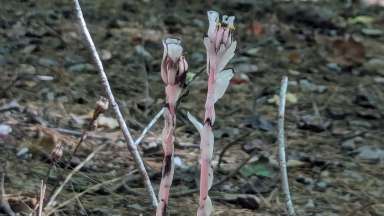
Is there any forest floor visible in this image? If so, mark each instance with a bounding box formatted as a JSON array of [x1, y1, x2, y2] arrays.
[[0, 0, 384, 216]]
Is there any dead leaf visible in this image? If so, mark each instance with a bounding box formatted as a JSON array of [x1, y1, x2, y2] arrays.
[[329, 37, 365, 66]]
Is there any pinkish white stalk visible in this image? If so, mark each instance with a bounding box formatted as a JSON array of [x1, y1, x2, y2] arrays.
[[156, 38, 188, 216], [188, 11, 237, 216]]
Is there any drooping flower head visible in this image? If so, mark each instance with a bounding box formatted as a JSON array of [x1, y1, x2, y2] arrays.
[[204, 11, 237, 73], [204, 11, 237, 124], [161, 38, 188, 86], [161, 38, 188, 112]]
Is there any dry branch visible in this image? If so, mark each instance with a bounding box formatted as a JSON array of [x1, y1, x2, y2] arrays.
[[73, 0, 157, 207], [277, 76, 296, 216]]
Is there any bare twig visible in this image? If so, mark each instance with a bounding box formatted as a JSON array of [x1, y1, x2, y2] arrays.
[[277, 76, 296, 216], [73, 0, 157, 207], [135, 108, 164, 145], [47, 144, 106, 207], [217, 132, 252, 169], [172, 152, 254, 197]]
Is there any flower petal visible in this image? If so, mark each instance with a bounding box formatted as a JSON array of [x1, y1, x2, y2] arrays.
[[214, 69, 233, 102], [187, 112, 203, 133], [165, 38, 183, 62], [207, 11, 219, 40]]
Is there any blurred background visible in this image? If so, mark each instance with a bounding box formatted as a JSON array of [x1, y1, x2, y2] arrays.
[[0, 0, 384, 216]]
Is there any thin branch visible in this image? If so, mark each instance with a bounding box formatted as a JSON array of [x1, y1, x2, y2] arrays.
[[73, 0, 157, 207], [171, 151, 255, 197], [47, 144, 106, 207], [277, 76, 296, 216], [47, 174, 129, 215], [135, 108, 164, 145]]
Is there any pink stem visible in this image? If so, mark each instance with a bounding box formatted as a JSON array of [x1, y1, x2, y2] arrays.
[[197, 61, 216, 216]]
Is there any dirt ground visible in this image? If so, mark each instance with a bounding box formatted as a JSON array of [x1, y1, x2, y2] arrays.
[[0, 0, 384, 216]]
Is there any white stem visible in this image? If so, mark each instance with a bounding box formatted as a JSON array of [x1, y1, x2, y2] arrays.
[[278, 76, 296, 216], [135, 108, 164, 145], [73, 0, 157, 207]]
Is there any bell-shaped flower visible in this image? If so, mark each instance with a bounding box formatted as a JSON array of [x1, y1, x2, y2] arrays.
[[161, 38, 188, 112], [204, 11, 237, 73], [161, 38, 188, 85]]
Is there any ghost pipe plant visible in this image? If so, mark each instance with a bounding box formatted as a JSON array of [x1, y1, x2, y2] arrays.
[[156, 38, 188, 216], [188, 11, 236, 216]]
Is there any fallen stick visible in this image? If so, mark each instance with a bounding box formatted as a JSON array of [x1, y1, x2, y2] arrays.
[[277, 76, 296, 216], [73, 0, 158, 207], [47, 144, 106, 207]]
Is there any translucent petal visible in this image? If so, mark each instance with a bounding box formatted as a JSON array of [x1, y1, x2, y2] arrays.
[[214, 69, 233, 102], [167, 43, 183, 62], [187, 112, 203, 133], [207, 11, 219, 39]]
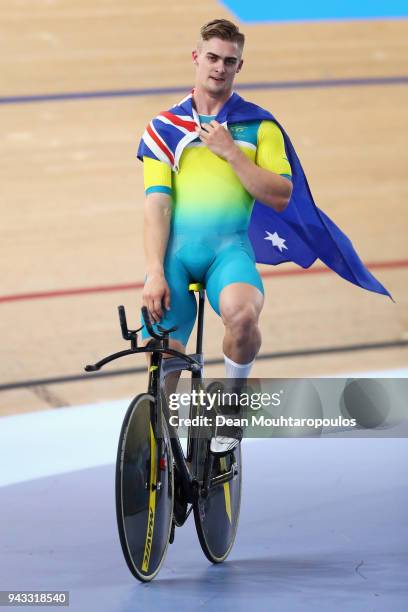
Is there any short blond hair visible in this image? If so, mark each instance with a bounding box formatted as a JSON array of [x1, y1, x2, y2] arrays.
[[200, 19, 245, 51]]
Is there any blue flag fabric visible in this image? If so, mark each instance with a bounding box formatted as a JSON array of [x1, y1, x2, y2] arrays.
———
▶ Problem to work on
Please copy the rows word for word, starting at the line that has "Is there any fallen" and stopping after the final row, with both ends included. Leave the pictures out of your copy.

▶ Result
Is there any fallen stick visible in this image? If so, mark each instance with a bounding box formatted as a JSON array of [x1, y1, x2, y2] arrays.
[[277, 76, 296, 216], [73, 0, 158, 207], [47, 144, 106, 207]]
Is there any translucent petal visible in this image? If so, mark each instance with a bounding box formatted as a JSON array of [x1, y1, x2, y2] arrays.
[[214, 69, 233, 102], [167, 43, 183, 62], [187, 112, 203, 133], [207, 11, 219, 39]]
Is there any short blond hair visible in this image? If so, mark each instance with a bounding box formatted as a JSON array of [x1, y1, x2, y2] arrays.
[[200, 19, 245, 51]]
Is there any blue flag fabric visible in this image? If so, mark each instance with a bounding box formatted as a JSON array of [x1, y1, x2, y2] arrays.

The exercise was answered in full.